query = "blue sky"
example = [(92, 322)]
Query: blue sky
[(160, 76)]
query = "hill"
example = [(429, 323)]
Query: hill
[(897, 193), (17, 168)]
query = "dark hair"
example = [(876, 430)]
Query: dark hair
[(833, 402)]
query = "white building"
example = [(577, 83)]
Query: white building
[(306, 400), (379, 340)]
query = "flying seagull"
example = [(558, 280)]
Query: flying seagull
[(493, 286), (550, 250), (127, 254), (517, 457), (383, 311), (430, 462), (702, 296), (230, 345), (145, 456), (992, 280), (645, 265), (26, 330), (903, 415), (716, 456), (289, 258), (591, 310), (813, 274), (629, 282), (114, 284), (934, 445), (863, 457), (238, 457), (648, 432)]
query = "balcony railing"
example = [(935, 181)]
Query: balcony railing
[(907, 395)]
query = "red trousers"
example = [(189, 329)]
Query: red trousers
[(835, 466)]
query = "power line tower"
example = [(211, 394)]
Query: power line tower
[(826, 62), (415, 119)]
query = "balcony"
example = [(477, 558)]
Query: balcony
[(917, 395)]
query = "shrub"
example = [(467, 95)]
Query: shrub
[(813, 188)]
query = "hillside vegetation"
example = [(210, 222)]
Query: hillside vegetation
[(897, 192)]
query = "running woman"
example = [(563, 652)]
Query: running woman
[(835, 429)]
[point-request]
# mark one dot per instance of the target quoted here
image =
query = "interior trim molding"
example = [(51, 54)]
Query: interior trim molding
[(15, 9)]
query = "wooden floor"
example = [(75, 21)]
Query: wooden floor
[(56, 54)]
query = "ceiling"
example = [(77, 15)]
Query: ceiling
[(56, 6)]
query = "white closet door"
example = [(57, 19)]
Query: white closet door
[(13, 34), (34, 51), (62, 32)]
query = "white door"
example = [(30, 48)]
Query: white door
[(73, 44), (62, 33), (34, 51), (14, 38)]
□ □ □ □ □
**SHORT EXERCISE**
Repeat all of the items above verbatim, keeping every character unchanged.

**TASK OUTPUT**
query = "blue sky"
example = [(92, 322)]
Query: blue sky
[(160, 76)]
query = "hill"
example = [(429, 323)]
Query: hill
[(897, 193), (17, 168)]
query = "dark hair"
example = [(876, 430)]
Query: dark hair
[(833, 402)]
query = "white building"
example = [(577, 83)]
Query: white building
[(306, 400), (379, 340)]
query = "flying seagull"
example = [(558, 280)]
Query: flying seagull
[(493, 286), (550, 250), (127, 254), (517, 457), (383, 311), (430, 462), (702, 296), (230, 345), (145, 456), (992, 280), (645, 265), (26, 330), (903, 415), (716, 456), (289, 258), (591, 310), (813, 274), (629, 282), (114, 284), (934, 445), (863, 457), (238, 457), (648, 432)]
query = "balcony railing"
example = [(935, 181)]
Query: balcony railing
[(907, 395)]
query = "red trousers"
example = [(189, 329)]
Query: red trousers
[(835, 466)]
query = "power line tower"
example = [(211, 394)]
Query: power line tower
[(826, 62), (415, 119)]
query = "balcony"
example = [(477, 558)]
Query: balcony
[(917, 395)]
query = "shrub"
example = [(467, 95)]
Query: shrub
[(813, 188)]
query = "hillside vegetation"
example = [(210, 222)]
Query: hillside vegetation
[(897, 192)]
query = "running woman"
example = [(563, 652)]
Query: running woman
[(835, 429)]
[point-request]
# mark one dot per instance of the target quoted here
image =
query = "interior trim molding"
example = [(51, 54)]
Query: interior trim molding
[(15, 9)]
query = "wooden floor"
example = [(75, 21)]
Query: wooden floor
[(56, 54)]
query = "ceiling"
example = [(77, 15)]
Query: ceiling
[(56, 6)]
query = "white closet door"
example = [(57, 19)]
Query: white closet door
[(13, 34), (34, 51), (62, 32)]
query = "white door"
example = [(30, 48)]
Query: white door
[(73, 44), (62, 33), (34, 51), (14, 38)]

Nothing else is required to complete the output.